TASK LIST:
a – In the biography of historian Richard R. John below, in what year did he join the history faculty at the University of Illinois at Chicago?
b – Render this sentence from the Richard R. John biography below into Spanish: "In 2019 he was awarded a Guggenheim Foundation fellowship for his research on the American antimonopoly tradition."
c – From the Richard R. John biography below, reproduce the passage starting at "Richard R. John, Jr." and ending at "at Columbia University.".

SELECTED TEXT:
---------------

Richard R. John, Jr. (born 1959) is an American historian who specializes in the history of business, technology, communications, and the state. He is a professor of history and communications at Columbia University.

Life and career
John was born in Lexington, Massachusetts in 1959. His father, Richard R. John, Sr., was the distinguished director of the U.S. Department of Transportation's Volpe Center from 1989 to 2004. He attended Lexington High School and went on to Harvard University where between 1981 and 1989, he earned a B.A. in social studies (magna cum laude), an M.A. in history, and a Ph.D. in the history of American civilization. He wrote his dissertation under the joint direction of Alfred D. Chandler Jr. and David Herbert Donald.

Academic posts
After serving as a teaching fellow in history, history and literature, and social studies at Harvard, John held a two-year postdoctoral fellowship at the College of William and Mary. He joined the history faculty at the University of Illinois at Chicago in 1991, where he taught until 2009. He is a professor of history and communications at Columbia University, where he advises graduate students in the Columbia Journalism's School's Ph. D. program in communications.  He regularly teaches a required course — History Essentials — in the journalism school's M.S. program.  He is a core member of Columbia's history faculty, where he advises Ph. D. students in history.  He also teaches undergraduate and graduate courses in the history of capitalism, the history of communications, social theory (including Contemporary Civilization), and American studies. Between 1983 and 1987, John served as managing and consulting editor of the Business History Review. He has been a fellow at the Newberry Library in Chicago and the Smithsonian Institution's Woodrow Wilson Center in Washington, D. C. He was the founder and coordinator of the Newberry Library Seminar on Technology, Politics, and Culture, which ran from 1998 to 2007. In 2001 and 2011, he served as a visiting professor at the École des Hautes Études en Sciences Sociales (EHESS) in Paris. In 2002, he was awarded the Harold F. Williamson Prize for a scholar at mid-career who has made "significant contributions to the field of business history," by the Business History Conference, an international professional society dedicated to the study of institutional history, which elected John its president for 2010-2011. Among the institutions that have sponsored his research are the College of William and Mary, the American Antiquarian Society, and the National Endowment for the Humanities, which awarded him a faculty fellowship in 2008. In 2019 he was awarded a Guggenheim Foundation fellowship for his research on the American antimonopoly tradition.

Publications
According to political scientist Christopher Parsons, in John's Network Nation (2010), the historian "has carefully poured through original source documents and so can offer insights into the actual machinations of politicians, investors, municipal aldermen, and communications companies’ CEOs and engineers to weave a comprehensive account of the telegraph and telephone industries." Network Nation won the Ralph Gomory Book Prize from the Business History Conference in 2011 and the 2011 Best Book Prize from the American Educators in Journalism and Mass Communications (AEJMC) History Division. See the Bibliography below.

---------------

STORED RECORDS:

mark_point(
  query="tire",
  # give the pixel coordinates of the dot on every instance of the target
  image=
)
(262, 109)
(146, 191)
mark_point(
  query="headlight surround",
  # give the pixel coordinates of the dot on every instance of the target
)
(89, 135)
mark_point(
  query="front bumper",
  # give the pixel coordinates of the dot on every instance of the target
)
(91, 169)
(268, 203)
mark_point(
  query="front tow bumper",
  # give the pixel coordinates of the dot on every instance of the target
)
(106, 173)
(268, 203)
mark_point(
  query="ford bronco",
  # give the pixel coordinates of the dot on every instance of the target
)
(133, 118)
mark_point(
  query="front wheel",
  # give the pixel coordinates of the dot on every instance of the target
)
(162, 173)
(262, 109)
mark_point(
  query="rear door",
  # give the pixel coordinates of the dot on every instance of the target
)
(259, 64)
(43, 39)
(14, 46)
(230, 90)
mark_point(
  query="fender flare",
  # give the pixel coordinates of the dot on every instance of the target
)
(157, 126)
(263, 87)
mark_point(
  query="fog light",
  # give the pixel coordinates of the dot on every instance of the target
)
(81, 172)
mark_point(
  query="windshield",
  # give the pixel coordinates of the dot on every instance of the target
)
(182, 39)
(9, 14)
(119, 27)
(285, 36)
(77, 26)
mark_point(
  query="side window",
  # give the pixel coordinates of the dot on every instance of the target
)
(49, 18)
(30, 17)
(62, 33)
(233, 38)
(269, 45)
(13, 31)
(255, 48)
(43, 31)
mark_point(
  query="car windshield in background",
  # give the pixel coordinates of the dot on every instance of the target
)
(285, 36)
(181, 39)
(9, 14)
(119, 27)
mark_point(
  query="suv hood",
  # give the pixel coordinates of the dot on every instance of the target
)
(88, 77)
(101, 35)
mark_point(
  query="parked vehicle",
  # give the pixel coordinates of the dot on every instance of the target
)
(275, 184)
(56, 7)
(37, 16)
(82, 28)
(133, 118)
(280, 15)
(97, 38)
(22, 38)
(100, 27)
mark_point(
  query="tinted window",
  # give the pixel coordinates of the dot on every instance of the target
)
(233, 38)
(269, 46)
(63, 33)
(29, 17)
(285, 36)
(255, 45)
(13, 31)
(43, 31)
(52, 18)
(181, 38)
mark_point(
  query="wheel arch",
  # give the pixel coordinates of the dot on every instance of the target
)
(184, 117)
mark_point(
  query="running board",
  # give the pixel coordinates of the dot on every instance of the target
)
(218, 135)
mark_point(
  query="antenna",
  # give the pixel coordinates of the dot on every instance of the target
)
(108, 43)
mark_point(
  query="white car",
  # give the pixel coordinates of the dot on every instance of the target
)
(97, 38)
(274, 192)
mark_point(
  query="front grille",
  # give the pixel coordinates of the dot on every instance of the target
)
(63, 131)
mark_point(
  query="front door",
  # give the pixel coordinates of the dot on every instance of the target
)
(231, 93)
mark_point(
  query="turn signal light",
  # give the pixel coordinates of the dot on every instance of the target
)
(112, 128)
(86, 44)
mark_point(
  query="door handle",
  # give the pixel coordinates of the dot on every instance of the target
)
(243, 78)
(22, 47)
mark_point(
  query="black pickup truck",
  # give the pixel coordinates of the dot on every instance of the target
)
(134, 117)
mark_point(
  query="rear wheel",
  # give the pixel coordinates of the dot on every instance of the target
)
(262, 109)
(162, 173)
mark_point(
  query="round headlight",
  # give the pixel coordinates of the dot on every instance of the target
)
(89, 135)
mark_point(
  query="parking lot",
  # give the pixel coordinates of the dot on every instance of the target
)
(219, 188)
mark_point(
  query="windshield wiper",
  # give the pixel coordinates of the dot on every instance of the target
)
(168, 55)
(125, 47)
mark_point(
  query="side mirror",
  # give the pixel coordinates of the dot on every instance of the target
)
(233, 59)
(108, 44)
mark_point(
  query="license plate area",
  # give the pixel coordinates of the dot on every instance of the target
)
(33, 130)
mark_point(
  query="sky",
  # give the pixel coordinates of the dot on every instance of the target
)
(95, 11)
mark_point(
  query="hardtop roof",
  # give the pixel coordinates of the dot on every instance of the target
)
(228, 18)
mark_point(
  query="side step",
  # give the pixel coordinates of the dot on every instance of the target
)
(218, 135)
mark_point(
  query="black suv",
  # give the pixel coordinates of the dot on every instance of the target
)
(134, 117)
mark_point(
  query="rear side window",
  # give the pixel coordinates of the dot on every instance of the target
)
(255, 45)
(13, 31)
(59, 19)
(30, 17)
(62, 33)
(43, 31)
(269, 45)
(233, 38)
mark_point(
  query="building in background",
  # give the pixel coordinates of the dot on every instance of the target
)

---------------

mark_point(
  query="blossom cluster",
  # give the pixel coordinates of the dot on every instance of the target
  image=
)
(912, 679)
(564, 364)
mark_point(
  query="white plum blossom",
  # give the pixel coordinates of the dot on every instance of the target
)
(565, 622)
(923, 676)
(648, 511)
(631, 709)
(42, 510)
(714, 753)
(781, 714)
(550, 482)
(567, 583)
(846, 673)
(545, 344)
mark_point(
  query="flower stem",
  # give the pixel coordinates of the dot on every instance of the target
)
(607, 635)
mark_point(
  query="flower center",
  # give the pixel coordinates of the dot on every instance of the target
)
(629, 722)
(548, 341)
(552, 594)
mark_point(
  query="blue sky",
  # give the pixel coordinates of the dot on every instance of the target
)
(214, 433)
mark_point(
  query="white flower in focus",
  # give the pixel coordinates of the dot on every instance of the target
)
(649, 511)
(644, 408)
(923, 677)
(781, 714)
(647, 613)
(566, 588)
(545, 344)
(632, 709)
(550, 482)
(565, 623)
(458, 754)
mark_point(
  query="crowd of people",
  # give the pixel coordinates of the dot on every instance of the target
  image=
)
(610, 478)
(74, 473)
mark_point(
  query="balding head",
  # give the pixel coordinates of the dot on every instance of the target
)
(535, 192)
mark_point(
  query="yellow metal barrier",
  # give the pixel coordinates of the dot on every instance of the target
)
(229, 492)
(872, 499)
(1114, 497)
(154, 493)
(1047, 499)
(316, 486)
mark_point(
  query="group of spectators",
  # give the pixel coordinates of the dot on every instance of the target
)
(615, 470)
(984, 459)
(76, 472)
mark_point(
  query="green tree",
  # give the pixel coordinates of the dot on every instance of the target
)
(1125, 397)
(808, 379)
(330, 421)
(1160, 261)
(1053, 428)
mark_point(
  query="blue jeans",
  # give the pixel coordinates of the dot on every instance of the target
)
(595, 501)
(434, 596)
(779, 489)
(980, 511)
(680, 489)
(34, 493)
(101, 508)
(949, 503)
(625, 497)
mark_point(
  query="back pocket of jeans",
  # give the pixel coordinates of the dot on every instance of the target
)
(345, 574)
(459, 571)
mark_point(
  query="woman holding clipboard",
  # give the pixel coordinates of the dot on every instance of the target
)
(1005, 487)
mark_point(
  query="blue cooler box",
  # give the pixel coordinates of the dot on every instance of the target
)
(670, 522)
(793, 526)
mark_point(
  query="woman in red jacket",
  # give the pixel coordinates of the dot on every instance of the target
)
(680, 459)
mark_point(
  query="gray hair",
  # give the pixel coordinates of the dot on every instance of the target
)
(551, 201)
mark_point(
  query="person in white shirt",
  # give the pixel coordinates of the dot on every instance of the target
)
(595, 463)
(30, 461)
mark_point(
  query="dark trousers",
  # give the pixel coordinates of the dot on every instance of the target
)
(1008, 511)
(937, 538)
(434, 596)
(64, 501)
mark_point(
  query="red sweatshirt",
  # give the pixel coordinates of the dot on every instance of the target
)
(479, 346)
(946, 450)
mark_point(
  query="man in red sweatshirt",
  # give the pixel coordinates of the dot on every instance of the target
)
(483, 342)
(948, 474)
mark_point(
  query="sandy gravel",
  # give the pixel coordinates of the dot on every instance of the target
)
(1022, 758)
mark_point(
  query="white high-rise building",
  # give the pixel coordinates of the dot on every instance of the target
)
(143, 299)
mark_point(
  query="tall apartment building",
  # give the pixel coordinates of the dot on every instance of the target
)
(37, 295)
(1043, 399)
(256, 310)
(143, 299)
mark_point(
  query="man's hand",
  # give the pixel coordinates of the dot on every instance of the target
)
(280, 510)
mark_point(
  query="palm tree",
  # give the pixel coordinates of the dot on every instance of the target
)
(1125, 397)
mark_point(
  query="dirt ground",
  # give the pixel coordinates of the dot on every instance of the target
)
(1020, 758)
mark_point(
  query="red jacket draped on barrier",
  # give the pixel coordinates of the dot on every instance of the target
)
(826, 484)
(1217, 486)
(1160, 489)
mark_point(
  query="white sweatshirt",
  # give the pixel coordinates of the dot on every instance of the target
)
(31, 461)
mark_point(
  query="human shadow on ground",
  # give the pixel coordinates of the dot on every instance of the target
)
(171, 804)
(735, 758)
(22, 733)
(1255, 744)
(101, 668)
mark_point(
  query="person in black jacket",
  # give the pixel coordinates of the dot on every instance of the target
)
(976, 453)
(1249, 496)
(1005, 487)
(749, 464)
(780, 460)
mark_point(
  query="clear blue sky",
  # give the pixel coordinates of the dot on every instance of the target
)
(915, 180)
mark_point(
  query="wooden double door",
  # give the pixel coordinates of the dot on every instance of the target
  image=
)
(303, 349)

---------------

THE ANSWERS:
a – 1991

b – En 2019 recibió una beca de la Fundación Guggenheim por su investigación sobre la tradición antimonopolio estadounidense.

c –
Richard R. John, Jr. (born 1959) is an American historian who specializes in the history of business, technology, communications, and the state. He is a professor of history and communications at Columbia University.